## start Extract provided
Mar 12, 1997 06:42 AM
by K. Paul Johnson


According to Tim Maroney:
>
> Hi Paul,
>
> One way to engage material like this is as fiction. Fiction, of course,
> has its own quality of truth but is not meant to be engaged on a
> literalistic level, or even necessarily as allegory. Blavatsky was the
> daughter of a successful novelist and no mean storyteller herself,
> publishing a variety of weird tales as well as the largely fictionalized
> "Caves and Jungles". While she did present "The Secret Doctrine" in a
> literal mode, that should not mean that we are bound to interpret it that
> way ourselves. I believe that Blavatsky saw truth and fiction as close
> members of the same continuum, and felt free to move easily from one to
> the other.

Interesting you should have written that just as I was
finishing a revision of the Cayce ms. and subtitling it "The
Readings, Truth, and Fiction."  In some dimensions, truth and
fiction are opposites, but in other ways fiction is a vehicle
for truth.

> Another way to engage material like this without getting caught in a
> struggle about whether it's literally true or not is to treat it as case
> study, that is, as a record of the mental process of a particular mystic.
> In this case we can easily see it as an answer to the ontological void
> created by new findings on the age of the earth that left Western culture
> bereft of a creation story and so of a self-definition. The particular
> visions involved are also interesting as a case study of the imagistic
> experiences of a person with an unusual talent for astral work. We could
> look at figures in her visions as dream characters, rearrangements of
> known characters from the ordinary worlds, attempts to grapple with the
> process of the non-human giving rise to the human, and so on.
>
> Either of these approaches admits the obvious -- this is not really how
> people evolved -- while still managing to derive some advance in
> understanding from the material, and treating it with respect on its
> proper plane.

I would like to see Theosophical texts studied in the way you
suggest, but don't expect to see it happen anytime soon.
## end Extract provided
### Required work
1. Name every title that appears in quotation marks in the post.
2. Update the post, everything from "Interesting you should" down to "a particular mystic.", swapping "opposites" for "antitheses".
## start Record extracts
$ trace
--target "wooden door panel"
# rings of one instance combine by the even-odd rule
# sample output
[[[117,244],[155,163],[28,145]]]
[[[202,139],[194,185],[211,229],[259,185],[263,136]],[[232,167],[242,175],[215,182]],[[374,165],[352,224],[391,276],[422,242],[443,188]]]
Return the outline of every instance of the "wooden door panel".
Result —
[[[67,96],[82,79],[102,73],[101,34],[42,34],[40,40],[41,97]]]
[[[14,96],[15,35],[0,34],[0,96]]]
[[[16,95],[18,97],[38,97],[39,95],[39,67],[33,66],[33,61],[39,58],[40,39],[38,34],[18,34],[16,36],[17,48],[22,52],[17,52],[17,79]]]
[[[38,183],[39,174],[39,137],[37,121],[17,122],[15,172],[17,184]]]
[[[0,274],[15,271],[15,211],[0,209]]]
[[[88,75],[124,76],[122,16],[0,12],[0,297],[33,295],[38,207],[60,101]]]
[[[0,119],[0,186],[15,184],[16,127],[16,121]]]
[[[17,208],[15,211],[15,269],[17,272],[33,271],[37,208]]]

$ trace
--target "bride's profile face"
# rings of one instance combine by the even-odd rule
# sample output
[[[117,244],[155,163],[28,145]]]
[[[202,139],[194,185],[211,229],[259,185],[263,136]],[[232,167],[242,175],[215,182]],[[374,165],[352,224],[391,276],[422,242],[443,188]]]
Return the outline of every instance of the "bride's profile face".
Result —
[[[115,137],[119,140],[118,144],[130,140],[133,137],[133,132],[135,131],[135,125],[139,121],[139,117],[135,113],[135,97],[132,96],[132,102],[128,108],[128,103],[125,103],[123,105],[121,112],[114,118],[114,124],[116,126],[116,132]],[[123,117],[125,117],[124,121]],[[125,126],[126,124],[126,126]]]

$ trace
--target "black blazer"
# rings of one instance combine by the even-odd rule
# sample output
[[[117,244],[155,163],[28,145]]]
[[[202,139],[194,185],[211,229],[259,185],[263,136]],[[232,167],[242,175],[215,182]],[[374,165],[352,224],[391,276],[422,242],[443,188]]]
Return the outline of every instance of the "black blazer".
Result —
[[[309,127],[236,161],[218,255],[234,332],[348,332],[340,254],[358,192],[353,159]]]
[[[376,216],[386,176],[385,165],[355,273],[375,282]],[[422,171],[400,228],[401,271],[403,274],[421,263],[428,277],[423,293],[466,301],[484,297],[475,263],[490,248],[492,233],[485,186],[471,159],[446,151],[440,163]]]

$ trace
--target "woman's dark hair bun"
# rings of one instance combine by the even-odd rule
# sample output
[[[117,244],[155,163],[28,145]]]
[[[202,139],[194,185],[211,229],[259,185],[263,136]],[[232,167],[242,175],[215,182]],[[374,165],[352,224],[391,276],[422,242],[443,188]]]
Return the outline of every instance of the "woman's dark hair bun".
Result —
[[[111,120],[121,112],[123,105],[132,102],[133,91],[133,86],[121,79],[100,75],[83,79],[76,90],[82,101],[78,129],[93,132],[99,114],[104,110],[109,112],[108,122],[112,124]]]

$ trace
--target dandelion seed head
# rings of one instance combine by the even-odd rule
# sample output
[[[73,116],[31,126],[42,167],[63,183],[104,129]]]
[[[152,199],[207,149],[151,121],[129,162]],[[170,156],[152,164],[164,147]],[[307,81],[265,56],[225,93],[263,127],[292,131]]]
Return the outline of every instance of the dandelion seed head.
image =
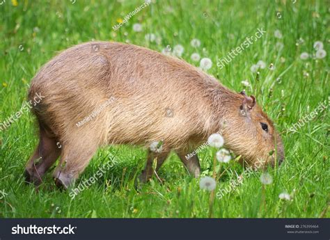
## end Record extracts
### Answers to the problems
1.
- Caves and Jungles
- The Secret Doctrine
- The Readings, Truth, and Fiction

2.
Interesting you should have written that just as I was
finishing a revision of the Cayce ms. and subtitling it "The
Readings, Truth, and Fiction."  In some dimensions, truth and
fiction are antitheses, but in other ways fiction is a vehicle
for truth.

> Another way to engage material like this without getting caught in a
> struggle about whether it's literally true or not is to treat it as case
> study, that is, as a record of the mental process of a particular mystic.